Goal of the exercise » Write out every line below that includes the word "windshield".

Given information »
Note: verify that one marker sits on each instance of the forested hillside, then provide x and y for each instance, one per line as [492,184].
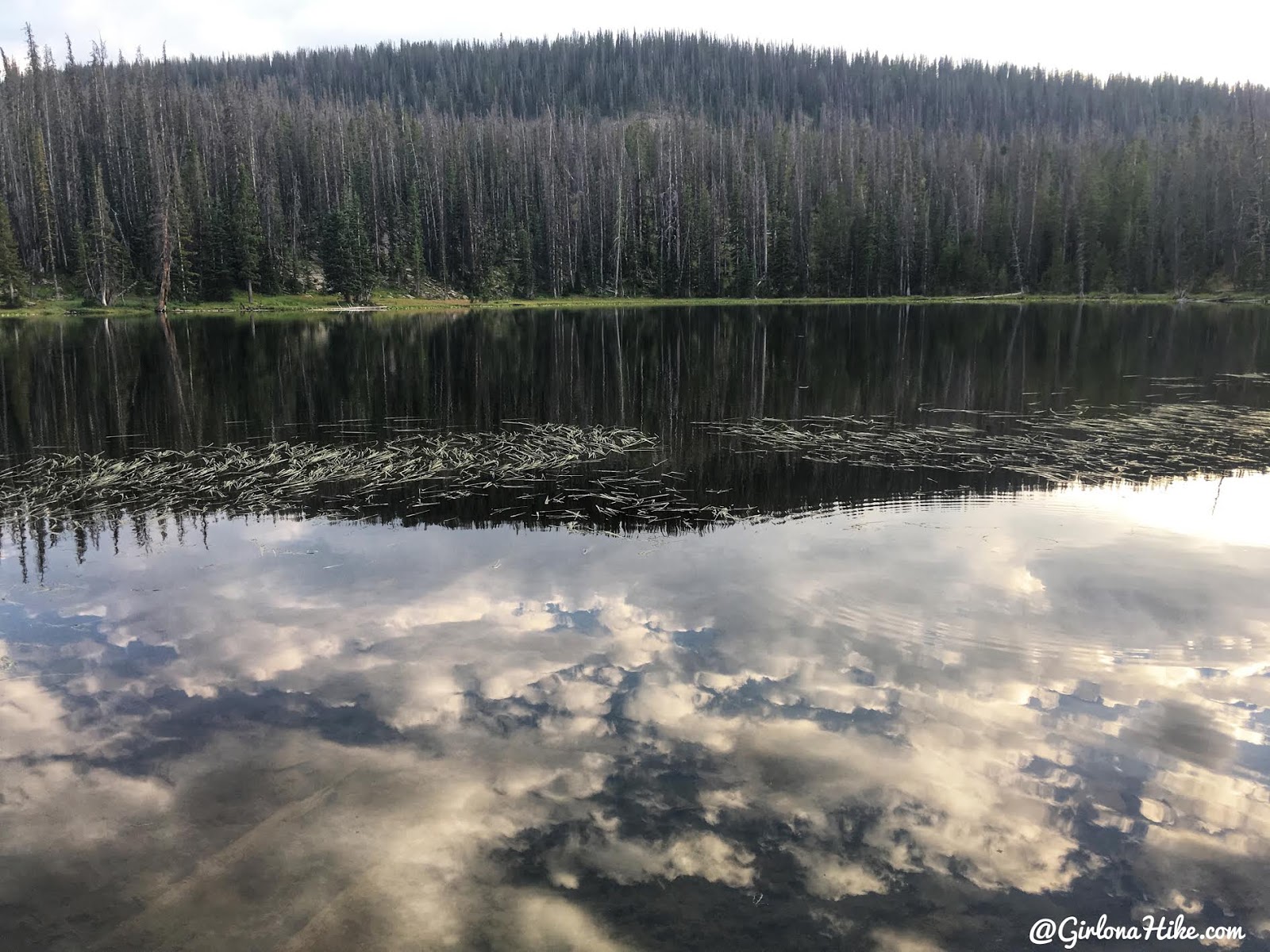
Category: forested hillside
[664,165]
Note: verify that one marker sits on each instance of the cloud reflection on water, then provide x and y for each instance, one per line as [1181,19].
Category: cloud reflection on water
[892,725]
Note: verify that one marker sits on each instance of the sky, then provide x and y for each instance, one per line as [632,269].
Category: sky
[1222,40]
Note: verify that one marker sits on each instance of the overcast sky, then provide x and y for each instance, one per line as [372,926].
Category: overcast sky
[1214,40]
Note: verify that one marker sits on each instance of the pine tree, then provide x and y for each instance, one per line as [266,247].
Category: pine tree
[346,259]
[248,235]
[13,278]
[105,259]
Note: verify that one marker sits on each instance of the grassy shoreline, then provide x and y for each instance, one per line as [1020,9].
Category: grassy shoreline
[324,304]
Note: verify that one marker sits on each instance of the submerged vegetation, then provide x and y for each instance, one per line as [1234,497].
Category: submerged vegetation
[527,469]
[550,474]
[660,165]
[1175,440]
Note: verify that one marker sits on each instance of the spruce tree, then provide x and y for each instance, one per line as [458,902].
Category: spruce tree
[13,278]
[346,258]
[248,236]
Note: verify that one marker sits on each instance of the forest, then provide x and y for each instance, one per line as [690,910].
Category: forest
[662,165]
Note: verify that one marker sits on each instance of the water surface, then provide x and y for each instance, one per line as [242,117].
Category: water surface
[906,704]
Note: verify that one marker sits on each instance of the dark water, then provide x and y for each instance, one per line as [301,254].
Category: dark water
[906,706]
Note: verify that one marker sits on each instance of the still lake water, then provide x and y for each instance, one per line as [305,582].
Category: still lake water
[785,702]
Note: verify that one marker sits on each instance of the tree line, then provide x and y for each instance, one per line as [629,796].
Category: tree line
[660,165]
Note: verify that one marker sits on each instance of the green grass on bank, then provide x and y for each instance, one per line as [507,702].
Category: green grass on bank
[389,301]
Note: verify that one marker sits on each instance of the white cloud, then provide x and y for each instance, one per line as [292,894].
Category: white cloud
[1092,36]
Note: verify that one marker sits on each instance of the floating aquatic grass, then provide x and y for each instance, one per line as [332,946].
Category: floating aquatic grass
[537,473]
[1174,440]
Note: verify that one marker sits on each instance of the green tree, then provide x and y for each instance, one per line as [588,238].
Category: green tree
[346,254]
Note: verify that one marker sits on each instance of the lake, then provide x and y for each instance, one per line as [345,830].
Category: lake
[812,628]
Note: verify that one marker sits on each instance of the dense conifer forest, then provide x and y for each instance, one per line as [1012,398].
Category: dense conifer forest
[662,165]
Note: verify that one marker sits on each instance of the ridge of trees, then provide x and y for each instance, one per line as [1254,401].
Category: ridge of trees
[664,164]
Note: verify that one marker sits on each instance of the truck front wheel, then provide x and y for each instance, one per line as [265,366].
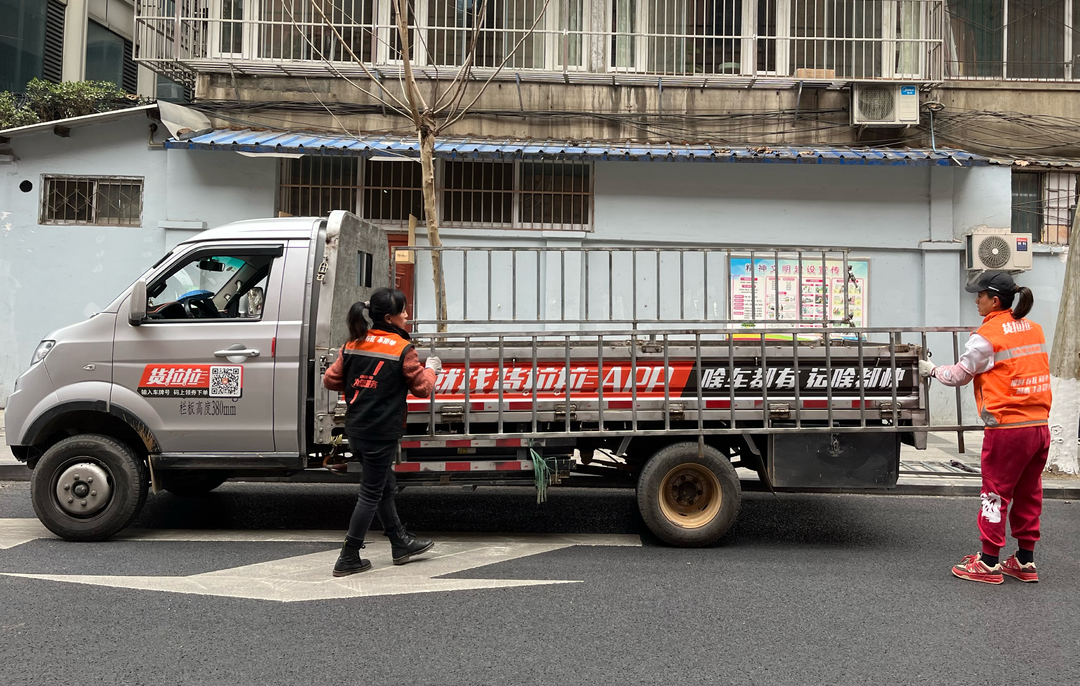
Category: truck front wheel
[686,499]
[88,487]
[191,483]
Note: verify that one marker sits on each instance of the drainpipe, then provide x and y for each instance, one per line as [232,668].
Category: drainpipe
[75,40]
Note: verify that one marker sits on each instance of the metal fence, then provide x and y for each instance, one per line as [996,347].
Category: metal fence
[685,381]
[1031,40]
[823,40]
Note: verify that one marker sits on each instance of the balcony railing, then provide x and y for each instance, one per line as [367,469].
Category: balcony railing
[1015,40]
[697,41]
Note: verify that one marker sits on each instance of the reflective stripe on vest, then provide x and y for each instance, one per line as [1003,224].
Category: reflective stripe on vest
[1020,352]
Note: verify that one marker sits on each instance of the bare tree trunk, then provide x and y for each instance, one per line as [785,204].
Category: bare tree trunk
[426,129]
[1065,366]
[427,135]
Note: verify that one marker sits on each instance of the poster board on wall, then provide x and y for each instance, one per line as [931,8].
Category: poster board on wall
[773,290]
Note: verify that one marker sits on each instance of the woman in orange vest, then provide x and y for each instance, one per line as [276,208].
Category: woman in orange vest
[376,371]
[1007,359]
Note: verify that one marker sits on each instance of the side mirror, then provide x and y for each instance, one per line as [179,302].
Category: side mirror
[136,310]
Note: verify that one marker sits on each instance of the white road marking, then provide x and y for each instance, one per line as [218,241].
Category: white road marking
[308,577]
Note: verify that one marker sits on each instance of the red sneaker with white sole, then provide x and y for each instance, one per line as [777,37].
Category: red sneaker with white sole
[1013,568]
[973,568]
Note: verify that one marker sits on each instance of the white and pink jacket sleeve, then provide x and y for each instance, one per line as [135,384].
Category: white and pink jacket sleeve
[976,359]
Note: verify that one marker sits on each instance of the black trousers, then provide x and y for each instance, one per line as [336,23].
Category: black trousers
[377,486]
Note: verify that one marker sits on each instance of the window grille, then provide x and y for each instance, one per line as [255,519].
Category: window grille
[392,190]
[477,192]
[314,186]
[1043,204]
[522,194]
[95,201]
[555,194]
[805,39]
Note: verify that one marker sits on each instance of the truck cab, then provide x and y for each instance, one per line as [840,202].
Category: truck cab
[201,370]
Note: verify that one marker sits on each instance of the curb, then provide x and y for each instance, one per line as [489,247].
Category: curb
[15,472]
[1051,492]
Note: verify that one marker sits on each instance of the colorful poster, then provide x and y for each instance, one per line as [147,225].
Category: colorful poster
[768,292]
[191,380]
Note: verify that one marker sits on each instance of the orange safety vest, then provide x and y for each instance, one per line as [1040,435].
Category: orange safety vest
[1016,391]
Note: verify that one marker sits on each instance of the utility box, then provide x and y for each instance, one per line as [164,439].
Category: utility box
[834,460]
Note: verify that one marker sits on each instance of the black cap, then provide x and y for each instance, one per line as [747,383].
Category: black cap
[994,281]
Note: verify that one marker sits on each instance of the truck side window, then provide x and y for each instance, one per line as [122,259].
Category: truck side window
[212,286]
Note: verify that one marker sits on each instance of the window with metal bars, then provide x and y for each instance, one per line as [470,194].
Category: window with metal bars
[1013,39]
[548,194]
[1043,204]
[92,201]
[523,194]
[314,186]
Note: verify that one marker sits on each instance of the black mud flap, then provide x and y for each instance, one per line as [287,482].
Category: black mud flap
[834,460]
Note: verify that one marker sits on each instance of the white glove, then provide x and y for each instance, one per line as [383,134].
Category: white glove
[927,367]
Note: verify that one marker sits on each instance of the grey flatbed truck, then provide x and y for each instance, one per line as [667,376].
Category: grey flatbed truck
[561,367]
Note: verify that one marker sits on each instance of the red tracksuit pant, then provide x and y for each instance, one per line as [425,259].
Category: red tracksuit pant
[1013,460]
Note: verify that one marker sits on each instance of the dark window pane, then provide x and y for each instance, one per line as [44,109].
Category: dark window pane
[1027,204]
[392,190]
[22,42]
[555,193]
[171,91]
[477,192]
[314,186]
[977,38]
[1036,39]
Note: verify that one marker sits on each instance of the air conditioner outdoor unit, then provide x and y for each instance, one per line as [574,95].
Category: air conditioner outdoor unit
[998,251]
[885,104]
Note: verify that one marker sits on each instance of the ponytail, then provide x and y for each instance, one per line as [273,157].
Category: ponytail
[385,303]
[1026,300]
[356,321]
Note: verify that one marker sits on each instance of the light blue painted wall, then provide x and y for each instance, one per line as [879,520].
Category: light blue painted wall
[55,276]
[899,218]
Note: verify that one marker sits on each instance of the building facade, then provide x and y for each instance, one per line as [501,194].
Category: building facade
[787,95]
[76,40]
[83,214]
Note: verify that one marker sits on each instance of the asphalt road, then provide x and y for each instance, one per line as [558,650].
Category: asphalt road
[804,590]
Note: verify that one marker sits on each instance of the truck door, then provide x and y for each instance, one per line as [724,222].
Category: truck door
[202,361]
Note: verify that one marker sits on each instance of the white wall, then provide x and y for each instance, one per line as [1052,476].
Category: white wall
[904,219]
[54,276]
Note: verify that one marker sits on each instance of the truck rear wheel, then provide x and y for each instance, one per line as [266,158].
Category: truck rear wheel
[686,499]
[191,483]
[88,487]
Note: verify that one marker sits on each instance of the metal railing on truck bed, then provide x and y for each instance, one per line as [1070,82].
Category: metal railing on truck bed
[516,287]
[688,382]
[634,341]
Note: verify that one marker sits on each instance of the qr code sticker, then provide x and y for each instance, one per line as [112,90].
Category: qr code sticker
[226,381]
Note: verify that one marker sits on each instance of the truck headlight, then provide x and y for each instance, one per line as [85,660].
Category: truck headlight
[41,351]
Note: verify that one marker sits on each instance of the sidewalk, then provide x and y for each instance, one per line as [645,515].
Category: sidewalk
[940,470]
[10,468]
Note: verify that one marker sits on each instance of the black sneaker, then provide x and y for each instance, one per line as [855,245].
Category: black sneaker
[404,546]
[350,562]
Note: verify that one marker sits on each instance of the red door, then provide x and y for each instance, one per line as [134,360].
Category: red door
[403,271]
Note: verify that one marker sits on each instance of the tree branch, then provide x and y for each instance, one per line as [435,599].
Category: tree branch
[453,119]
[359,62]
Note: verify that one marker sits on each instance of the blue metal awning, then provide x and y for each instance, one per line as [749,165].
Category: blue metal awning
[368,145]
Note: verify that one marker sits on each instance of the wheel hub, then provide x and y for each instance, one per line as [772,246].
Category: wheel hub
[83,489]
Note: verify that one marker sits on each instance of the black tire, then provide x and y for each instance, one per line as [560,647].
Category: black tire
[687,500]
[191,483]
[126,478]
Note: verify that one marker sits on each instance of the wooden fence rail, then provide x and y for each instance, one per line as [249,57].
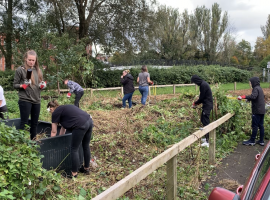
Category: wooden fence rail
[169,156]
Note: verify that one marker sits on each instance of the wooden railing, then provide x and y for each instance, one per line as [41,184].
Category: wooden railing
[170,157]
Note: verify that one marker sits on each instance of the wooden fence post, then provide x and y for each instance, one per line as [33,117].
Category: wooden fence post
[91,92]
[212,146]
[122,91]
[171,189]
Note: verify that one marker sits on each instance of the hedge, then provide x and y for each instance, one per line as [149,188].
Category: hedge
[175,75]
[107,77]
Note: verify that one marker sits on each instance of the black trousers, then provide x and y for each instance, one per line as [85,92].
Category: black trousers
[205,119]
[78,96]
[82,136]
[27,108]
[257,122]
[3,112]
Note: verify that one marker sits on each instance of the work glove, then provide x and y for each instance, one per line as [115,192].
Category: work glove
[241,97]
[26,83]
[42,85]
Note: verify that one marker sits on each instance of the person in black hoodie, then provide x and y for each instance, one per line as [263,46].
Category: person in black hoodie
[127,81]
[206,99]
[258,111]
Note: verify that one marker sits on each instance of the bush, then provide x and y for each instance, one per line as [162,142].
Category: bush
[21,173]
[176,75]
[6,79]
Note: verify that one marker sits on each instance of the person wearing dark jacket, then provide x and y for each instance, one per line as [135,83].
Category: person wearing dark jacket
[258,111]
[127,82]
[206,99]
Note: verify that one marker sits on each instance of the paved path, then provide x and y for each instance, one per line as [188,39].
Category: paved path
[234,169]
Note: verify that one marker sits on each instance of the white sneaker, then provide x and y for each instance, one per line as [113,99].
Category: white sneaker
[205,144]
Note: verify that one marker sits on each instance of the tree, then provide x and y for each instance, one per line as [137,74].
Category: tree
[243,52]
[266,29]
[207,27]
[8,8]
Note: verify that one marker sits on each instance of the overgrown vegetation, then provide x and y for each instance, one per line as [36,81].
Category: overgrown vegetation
[123,141]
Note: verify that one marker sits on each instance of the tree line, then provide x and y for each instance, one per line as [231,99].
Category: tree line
[61,30]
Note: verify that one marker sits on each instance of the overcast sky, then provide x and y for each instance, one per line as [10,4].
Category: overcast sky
[246,16]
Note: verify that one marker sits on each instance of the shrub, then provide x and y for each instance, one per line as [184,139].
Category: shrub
[176,75]
[21,173]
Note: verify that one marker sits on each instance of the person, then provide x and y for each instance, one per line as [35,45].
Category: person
[3,107]
[144,81]
[207,100]
[28,80]
[258,111]
[76,89]
[80,124]
[127,81]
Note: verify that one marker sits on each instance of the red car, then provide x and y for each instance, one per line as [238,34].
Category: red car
[257,186]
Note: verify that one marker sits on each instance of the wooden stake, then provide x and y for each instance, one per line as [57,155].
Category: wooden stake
[171,189]
[212,147]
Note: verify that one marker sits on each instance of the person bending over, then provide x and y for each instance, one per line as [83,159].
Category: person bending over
[80,124]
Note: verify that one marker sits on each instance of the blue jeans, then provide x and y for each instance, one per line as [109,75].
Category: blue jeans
[144,90]
[257,122]
[129,98]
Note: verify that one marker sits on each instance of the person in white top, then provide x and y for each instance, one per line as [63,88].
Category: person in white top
[3,107]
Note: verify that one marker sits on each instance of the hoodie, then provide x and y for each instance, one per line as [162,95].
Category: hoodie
[127,82]
[205,93]
[256,97]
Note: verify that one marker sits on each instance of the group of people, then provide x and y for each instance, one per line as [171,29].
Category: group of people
[257,105]
[29,81]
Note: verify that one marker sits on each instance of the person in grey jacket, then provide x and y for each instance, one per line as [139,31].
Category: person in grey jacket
[28,80]
[76,89]
[127,81]
[258,111]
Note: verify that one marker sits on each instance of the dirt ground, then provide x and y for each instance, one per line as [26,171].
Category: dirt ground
[236,168]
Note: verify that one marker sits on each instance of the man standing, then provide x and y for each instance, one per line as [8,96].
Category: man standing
[76,89]
[3,107]
[258,111]
[207,100]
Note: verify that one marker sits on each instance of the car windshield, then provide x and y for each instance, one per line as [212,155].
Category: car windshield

Answer box »
Note: verify that one marker sits on each instance of the car windshield, then provide x and y for each instance, one per line as [212,155].
Category: car windshield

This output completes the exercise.